EXERCISE BRIEF » Could you reproduce all of the records below word for word, leaving the pictures out?

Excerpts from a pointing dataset
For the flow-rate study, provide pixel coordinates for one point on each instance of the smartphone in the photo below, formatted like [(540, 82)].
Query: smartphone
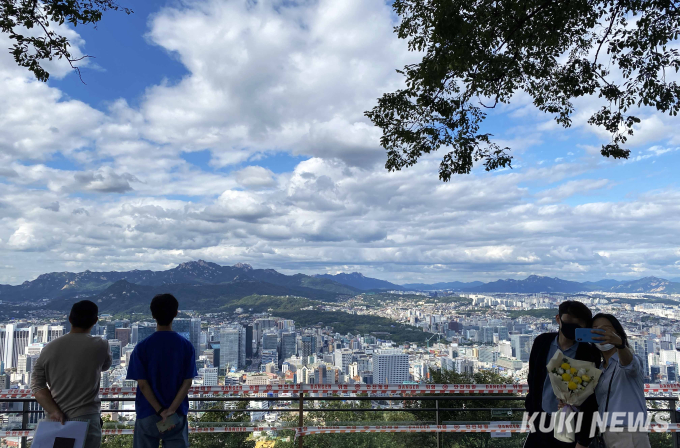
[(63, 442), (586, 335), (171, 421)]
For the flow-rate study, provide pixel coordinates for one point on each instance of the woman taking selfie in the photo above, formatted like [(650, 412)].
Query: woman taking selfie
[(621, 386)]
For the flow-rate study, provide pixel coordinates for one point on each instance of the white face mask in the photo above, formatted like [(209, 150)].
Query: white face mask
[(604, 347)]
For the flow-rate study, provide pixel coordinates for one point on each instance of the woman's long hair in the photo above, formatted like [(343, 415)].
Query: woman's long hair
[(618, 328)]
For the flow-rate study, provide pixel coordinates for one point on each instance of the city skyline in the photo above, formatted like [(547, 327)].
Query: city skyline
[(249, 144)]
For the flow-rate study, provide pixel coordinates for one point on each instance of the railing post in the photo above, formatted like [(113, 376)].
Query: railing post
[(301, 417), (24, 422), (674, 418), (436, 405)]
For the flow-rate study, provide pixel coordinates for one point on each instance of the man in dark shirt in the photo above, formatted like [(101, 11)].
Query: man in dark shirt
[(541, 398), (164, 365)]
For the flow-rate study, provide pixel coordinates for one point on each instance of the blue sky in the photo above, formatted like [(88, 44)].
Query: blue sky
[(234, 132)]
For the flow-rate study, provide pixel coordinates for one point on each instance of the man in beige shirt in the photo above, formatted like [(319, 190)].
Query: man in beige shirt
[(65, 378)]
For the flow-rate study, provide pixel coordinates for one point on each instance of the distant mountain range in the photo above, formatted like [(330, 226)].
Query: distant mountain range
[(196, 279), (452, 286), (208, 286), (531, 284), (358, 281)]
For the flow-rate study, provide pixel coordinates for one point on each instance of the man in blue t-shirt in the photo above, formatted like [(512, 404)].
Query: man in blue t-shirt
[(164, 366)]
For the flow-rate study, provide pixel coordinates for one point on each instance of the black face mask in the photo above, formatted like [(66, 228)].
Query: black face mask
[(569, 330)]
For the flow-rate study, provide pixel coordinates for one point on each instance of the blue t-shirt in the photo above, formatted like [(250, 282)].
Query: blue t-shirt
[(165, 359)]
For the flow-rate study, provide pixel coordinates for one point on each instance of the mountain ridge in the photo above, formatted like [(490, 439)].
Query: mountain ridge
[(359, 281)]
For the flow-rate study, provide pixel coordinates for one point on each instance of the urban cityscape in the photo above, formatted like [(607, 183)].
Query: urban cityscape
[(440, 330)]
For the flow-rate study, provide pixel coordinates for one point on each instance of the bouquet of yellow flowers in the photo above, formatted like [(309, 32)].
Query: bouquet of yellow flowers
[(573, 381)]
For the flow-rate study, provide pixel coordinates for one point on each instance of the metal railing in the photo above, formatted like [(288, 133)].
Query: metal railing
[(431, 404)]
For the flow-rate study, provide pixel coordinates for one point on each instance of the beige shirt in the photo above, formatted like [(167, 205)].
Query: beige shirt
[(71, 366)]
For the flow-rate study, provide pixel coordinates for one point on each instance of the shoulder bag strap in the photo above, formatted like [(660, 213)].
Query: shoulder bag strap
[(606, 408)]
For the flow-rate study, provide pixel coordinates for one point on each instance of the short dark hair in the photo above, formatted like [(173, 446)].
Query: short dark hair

RESPONSE TO THE EXERCISE »
For the flow-rate study, provide pixel coordinates for one point on each instance of the smartphone in the photo below, formatted like [(540, 82)].
Query: smartphone
[(63, 442), (586, 335), (171, 421)]
For the flow-rate study, provide pixel coordinates for one point on each instance of the woman taking selfie in the photo above, formatted like [(650, 412)].
Query: woman taking selfie
[(621, 386)]
For the flow-rate study, provide pixel coordinates for one point on each instance of the white face mask in the photo above, formatted like [(209, 150)].
Query: white face mask
[(604, 347)]
For the flow-rate study, provide pixel coordinates for one point on each instance of the woman's long hair in the photo above, formatted like [(343, 415)].
Query: woman's long hair
[(618, 328)]
For the flow-rate study, provide pixel coordinates for one point on each instance of the city skyline in the photo above, formatted like [(547, 327)].
Query: city skyline
[(249, 144)]
For the flow-rate study, provide pixel coordinates for one point on each instance of the railing post in the photo above, formatted like [(113, 376)].
Query: railing post
[(301, 417), (24, 422), (674, 418), (436, 405)]
For the flow-rate study, provide pixel coordinates for one point on each instance of the man in dark shirt in the photo above, formatted like [(101, 11)].
Query: man in dark shirt
[(541, 398), (164, 365)]
For the flow-rate study, provide pixel coordinates for one point on each instance of the blue sky in the photo above, formatted like [(88, 44)].
Query: blue sky
[(234, 132)]
For the flow-rate study, provide pixel coordinates for one point on each instance of the man in beige shirt in the photo above, formatted like [(319, 190)].
Query: man in beige shirt
[(65, 378)]
For the flow-rate study, provide pixel coordinates for one point on each instance of the distant mountain range in the photo above, formatted like [(330, 226)].
Query: distant mountain range
[(196, 279), (452, 286), (208, 286), (531, 284), (358, 281)]
For the flow-rate study, provide pixel coordinates for one point on each instance of the man in blue t-shirt in the photo above, formatted like [(512, 404)].
Query: man in blue t-shirt
[(164, 366)]
For the flow-rate study, provide pixel coordinates for one point on each instance of the black face mask in the photo above, formatted like [(66, 228)].
Query: black face mask
[(569, 330)]
For the flow-rate study, provide pixel coordinates for one point on each instance of the blue t-shirt in the photo above, formatted like [(250, 282)].
Query: blue t-shirt
[(165, 359)]
For the flow-rate study, provide pixel coordinates for one point on each instance of the mountain ridge in the photo above, formatted like [(490, 439)].
Query: mountain ridge
[(359, 281)]
For the flow-rate study, provide pixel coordinates for one point on each instance of the urban cityscape in the photo above, formatted like [(607, 183)].
Query: urban cityscape
[(440, 330)]
For the flow-rate study, provide pixel coordinates for one point on each instance of the bouquet of yellow flowers in the photo above, formatted like [(309, 32)].
Query: bouquet of yellow flowers
[(573, 381)]
For the flow-rate study, provide pixel coordinates for one point on each instance of the metal railing in the photo above, formatted like [(288, 133)].
Query: metal railing
[(431, 404)]
For the flow-rate study, provide pixel coordinates for one point on each instance of the beige shirt in the photo above, formatted like [(167, 205)].
Query: beige shirt
[(71, 366)]
For the flow-rate study, provide pixel coordinates for one point on each instance of the shoulder bag strap in the photo above, formatted like [(660, 213)].
Query: shoulder bag strap
[(606, 408)]
For the flow-rate study, provide pixel coordinates for one point on each instance of the short dark hair in the photo above, formatted like [(173, 446)].
Query: short dark hair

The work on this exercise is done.